Records of labeled boxes:
---+---

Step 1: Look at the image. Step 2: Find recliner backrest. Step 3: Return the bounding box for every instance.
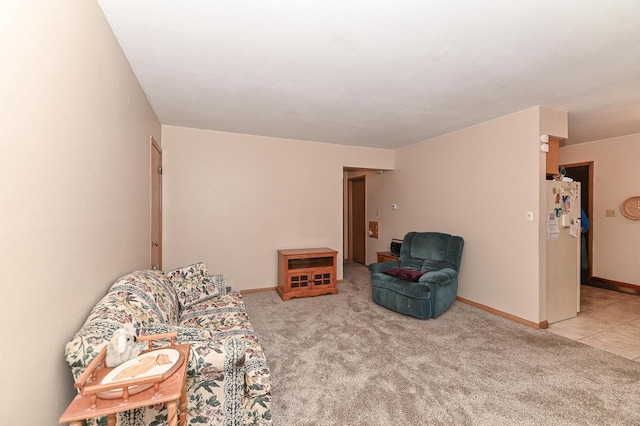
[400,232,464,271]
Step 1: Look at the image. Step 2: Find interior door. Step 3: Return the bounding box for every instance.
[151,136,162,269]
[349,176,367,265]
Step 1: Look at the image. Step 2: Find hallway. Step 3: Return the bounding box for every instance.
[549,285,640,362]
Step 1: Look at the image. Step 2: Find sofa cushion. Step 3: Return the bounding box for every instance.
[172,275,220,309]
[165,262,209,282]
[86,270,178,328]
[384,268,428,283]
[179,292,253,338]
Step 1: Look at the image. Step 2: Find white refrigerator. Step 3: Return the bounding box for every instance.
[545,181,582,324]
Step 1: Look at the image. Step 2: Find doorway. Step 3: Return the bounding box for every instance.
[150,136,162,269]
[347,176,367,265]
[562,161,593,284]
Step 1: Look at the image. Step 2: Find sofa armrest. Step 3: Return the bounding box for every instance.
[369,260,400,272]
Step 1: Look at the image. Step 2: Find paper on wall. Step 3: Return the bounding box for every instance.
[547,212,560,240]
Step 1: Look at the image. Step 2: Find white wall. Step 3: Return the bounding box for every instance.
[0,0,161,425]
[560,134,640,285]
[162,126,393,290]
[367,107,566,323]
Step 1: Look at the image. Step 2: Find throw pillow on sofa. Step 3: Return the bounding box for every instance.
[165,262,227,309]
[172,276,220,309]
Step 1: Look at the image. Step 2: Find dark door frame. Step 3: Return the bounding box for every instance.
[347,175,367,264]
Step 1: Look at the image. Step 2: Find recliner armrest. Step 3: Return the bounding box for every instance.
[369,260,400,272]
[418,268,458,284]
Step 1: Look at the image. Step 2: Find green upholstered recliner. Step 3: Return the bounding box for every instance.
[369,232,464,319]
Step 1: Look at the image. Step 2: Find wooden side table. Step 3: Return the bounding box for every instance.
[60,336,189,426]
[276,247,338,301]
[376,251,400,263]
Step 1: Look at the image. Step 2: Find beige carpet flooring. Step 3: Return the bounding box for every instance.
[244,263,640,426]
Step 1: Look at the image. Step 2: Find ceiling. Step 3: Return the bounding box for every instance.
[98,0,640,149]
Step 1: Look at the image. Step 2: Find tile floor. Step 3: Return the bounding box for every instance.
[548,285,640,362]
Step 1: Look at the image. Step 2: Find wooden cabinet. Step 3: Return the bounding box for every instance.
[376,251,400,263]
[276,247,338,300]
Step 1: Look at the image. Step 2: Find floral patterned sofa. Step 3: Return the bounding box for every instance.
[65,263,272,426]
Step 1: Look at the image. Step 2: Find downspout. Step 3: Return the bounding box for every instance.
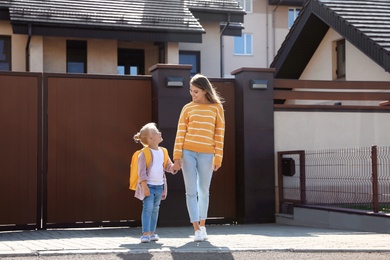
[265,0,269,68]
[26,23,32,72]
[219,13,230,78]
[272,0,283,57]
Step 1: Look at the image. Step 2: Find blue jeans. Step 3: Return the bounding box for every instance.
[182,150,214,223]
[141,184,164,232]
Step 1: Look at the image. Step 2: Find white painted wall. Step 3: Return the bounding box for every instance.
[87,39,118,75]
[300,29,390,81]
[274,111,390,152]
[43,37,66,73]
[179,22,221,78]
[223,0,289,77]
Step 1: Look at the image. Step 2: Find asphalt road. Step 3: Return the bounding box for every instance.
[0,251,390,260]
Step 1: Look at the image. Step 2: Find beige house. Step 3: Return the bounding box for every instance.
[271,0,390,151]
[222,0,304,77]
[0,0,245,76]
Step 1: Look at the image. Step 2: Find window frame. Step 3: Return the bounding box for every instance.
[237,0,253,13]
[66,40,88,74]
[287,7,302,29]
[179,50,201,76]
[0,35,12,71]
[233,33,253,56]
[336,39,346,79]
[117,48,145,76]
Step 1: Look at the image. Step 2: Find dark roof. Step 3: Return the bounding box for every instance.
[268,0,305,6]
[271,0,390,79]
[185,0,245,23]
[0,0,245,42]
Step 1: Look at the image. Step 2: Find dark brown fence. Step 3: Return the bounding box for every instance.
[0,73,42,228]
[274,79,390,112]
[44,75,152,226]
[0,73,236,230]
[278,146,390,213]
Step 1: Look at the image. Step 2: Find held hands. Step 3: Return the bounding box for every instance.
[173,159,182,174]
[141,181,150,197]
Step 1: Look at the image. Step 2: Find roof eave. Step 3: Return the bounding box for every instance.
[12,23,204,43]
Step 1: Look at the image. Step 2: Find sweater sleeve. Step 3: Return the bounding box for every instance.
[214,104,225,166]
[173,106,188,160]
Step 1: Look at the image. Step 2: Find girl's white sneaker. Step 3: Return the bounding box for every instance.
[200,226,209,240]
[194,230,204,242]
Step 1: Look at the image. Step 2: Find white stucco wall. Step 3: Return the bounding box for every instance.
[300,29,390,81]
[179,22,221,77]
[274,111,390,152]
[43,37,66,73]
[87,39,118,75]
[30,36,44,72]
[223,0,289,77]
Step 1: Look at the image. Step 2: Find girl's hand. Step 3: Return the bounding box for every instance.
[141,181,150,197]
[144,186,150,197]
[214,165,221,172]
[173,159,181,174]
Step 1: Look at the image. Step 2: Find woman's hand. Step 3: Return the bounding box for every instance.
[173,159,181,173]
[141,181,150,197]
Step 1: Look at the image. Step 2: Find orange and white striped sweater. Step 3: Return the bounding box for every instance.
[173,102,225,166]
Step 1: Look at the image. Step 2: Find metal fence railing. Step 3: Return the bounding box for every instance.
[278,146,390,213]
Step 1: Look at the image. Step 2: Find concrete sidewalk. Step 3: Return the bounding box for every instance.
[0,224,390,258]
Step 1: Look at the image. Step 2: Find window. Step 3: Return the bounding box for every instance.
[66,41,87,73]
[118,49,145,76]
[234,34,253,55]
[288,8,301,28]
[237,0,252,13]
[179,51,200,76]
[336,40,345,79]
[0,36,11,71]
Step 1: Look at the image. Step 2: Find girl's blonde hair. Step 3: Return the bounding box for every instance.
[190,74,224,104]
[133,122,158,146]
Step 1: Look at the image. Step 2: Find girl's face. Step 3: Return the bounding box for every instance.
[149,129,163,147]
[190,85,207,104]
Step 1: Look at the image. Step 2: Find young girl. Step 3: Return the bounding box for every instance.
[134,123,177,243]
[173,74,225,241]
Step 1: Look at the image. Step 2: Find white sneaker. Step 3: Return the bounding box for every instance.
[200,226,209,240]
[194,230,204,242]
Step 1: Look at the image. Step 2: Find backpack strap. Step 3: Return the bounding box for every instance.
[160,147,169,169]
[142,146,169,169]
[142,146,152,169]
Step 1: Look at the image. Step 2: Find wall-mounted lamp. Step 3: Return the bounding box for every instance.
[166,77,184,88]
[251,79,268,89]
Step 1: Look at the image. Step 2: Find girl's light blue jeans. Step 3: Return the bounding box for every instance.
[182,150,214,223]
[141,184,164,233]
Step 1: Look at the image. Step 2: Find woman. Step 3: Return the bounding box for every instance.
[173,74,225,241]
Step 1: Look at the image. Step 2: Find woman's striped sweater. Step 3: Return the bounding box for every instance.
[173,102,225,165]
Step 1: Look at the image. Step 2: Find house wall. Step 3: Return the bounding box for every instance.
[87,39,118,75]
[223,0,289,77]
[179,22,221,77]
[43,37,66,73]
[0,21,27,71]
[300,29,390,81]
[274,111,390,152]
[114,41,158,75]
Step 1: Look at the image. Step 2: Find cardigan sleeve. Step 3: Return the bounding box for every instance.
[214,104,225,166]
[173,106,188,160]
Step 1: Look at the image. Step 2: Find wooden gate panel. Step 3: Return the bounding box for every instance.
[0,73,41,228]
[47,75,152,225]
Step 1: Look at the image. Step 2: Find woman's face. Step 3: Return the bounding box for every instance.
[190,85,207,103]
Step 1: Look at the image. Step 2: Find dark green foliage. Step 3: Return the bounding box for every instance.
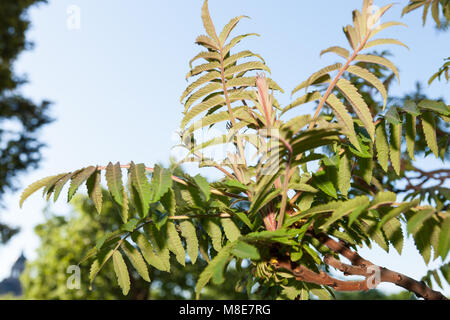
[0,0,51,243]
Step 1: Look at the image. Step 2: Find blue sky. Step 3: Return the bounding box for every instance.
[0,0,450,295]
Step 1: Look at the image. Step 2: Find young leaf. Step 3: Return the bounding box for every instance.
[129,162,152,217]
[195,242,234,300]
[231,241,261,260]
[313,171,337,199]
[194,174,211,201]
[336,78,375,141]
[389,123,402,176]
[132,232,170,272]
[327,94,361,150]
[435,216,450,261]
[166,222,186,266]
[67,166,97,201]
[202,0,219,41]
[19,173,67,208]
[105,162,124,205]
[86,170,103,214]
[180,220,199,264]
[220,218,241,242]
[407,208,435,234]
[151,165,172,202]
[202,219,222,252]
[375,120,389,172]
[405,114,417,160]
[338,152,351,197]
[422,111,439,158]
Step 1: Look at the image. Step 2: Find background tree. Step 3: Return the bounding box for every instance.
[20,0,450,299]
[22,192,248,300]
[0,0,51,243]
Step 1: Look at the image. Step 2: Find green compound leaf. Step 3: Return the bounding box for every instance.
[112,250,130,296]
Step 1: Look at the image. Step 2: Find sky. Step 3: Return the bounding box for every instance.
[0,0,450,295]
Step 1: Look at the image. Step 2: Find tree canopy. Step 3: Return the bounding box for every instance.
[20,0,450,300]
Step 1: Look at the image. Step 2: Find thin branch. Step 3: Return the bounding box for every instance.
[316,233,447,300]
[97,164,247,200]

---+---

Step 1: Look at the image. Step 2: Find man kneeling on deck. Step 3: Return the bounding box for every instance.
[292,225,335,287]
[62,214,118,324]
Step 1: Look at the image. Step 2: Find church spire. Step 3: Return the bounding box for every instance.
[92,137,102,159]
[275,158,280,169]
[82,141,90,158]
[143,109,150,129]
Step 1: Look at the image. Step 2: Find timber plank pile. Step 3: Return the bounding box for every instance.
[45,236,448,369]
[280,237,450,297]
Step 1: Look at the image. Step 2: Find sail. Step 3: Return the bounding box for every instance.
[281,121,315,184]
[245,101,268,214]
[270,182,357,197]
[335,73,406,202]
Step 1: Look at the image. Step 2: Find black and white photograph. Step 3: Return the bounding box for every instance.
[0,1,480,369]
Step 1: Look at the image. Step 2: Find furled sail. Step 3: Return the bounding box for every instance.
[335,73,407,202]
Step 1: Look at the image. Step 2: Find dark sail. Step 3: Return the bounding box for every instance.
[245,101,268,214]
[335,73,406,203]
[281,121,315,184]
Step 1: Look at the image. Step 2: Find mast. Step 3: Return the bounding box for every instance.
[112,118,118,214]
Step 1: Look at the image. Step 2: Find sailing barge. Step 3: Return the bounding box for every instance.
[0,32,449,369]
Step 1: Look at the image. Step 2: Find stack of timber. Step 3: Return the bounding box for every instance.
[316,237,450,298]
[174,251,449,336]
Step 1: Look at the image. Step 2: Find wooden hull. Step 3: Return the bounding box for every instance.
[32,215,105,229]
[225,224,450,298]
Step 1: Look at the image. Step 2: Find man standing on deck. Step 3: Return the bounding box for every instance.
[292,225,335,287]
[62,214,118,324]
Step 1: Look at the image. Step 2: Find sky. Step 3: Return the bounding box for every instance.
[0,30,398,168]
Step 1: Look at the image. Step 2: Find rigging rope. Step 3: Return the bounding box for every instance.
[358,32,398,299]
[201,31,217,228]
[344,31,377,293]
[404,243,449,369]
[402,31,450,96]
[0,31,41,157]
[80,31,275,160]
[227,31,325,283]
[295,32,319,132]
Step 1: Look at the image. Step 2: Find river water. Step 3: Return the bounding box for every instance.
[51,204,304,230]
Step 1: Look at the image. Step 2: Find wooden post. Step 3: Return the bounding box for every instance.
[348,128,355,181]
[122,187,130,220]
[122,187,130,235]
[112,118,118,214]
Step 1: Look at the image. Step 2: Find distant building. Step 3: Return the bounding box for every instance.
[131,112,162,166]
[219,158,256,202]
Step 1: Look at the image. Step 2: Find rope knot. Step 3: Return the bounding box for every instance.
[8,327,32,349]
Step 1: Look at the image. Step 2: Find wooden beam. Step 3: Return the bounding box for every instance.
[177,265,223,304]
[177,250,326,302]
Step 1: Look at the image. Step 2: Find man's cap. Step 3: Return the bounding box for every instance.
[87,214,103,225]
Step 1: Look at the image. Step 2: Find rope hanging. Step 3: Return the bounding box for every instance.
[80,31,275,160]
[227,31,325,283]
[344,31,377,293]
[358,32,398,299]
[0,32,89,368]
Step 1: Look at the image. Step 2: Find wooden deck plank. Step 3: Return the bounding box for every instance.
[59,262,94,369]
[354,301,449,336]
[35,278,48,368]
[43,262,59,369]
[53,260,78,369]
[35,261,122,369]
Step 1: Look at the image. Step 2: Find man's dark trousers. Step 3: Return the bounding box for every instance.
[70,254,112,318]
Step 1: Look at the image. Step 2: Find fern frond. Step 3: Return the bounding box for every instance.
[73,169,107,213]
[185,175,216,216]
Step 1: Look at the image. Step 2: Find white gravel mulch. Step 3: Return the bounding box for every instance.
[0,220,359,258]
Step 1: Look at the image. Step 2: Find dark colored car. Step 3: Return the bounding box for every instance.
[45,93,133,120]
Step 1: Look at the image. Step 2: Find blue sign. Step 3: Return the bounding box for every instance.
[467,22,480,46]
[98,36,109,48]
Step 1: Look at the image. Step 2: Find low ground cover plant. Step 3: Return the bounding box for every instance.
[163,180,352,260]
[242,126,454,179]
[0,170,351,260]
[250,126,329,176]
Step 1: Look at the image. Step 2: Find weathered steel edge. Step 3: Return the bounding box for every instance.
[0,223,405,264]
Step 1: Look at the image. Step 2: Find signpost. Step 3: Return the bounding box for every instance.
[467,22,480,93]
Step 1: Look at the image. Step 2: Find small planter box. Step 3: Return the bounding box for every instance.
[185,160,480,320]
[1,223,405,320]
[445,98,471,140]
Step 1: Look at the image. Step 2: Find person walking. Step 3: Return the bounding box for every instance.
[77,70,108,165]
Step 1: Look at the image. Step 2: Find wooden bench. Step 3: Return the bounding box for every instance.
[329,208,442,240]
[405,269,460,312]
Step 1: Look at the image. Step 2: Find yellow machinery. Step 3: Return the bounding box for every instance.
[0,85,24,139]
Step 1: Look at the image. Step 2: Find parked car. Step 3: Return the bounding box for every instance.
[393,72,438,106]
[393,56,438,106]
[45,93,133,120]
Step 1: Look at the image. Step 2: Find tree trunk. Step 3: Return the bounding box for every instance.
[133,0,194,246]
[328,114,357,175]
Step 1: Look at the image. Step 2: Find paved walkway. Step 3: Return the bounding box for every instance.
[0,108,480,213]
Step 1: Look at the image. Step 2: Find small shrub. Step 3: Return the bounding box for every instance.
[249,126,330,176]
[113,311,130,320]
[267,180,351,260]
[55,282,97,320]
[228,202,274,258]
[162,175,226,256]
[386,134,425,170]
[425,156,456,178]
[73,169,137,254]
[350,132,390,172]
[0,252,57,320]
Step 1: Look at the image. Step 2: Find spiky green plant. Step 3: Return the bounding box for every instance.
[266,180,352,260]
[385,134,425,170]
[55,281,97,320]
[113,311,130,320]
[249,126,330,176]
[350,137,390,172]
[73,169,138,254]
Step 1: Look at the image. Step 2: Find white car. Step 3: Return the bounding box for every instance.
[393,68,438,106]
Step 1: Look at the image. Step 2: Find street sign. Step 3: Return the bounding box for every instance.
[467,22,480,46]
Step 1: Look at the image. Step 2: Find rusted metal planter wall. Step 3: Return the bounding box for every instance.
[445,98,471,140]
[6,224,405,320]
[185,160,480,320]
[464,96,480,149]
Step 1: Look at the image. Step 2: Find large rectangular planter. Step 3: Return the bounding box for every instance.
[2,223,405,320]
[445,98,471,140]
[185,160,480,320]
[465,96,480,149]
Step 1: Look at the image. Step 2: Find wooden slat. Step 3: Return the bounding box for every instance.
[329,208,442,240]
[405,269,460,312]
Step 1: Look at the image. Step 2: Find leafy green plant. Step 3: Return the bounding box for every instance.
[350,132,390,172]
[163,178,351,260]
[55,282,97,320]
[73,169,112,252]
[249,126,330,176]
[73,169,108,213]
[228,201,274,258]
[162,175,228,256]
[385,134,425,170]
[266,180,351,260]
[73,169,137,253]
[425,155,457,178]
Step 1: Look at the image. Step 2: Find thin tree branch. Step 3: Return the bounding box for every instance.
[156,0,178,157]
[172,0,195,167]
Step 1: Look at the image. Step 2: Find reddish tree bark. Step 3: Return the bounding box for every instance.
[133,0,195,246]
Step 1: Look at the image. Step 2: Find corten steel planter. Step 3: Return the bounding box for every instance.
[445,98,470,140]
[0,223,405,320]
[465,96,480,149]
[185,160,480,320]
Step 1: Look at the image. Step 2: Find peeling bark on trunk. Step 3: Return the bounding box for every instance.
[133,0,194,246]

---+---

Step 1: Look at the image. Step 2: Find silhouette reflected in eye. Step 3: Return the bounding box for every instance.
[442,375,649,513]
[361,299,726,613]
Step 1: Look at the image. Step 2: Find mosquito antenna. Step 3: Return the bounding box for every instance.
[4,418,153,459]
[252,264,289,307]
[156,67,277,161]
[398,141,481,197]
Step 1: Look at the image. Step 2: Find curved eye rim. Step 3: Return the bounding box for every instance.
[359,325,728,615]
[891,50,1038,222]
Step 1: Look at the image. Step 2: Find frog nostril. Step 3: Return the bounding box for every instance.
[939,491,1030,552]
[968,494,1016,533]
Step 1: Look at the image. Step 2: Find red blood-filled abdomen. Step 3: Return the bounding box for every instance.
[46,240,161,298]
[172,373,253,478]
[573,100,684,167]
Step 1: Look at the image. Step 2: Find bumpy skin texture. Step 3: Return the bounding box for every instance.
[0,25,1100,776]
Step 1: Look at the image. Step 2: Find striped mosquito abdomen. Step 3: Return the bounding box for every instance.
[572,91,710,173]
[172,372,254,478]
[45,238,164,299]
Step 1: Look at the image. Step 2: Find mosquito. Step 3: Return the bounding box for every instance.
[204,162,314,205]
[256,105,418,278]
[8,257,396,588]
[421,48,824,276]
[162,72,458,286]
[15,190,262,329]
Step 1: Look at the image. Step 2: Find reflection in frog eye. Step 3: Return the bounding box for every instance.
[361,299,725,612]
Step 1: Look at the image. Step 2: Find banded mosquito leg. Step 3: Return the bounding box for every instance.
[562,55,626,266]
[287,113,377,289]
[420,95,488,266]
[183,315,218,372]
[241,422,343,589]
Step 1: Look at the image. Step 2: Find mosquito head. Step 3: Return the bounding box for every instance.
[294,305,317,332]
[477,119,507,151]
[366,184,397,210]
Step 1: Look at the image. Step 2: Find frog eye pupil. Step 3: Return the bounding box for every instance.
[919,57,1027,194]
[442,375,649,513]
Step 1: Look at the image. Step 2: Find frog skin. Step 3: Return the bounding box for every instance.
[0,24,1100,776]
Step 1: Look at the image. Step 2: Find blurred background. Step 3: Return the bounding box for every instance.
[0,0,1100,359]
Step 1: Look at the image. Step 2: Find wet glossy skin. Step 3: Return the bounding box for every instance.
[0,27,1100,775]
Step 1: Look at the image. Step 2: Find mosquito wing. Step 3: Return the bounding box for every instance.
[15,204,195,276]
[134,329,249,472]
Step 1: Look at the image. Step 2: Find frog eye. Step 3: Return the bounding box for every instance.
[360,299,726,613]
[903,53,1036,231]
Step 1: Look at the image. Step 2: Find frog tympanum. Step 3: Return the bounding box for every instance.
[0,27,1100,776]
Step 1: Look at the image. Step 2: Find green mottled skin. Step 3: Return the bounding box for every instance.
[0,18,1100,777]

---+---

Written instruction:
Output as a JSON list of strings the lines of the records starting with the line that contains "Step 1: Look at the image. Step 2: Find recliner backrest." and continuing through the line that contains "[400,232,464,271]", one string per line and no blank lines. Omit the pictures.

Written response:
[
  "Step 1: Look at the image. Step 2: Find recliner backrest. Step 3: Return the bounding box for every instance.",
  "[400,232,464,271]"
]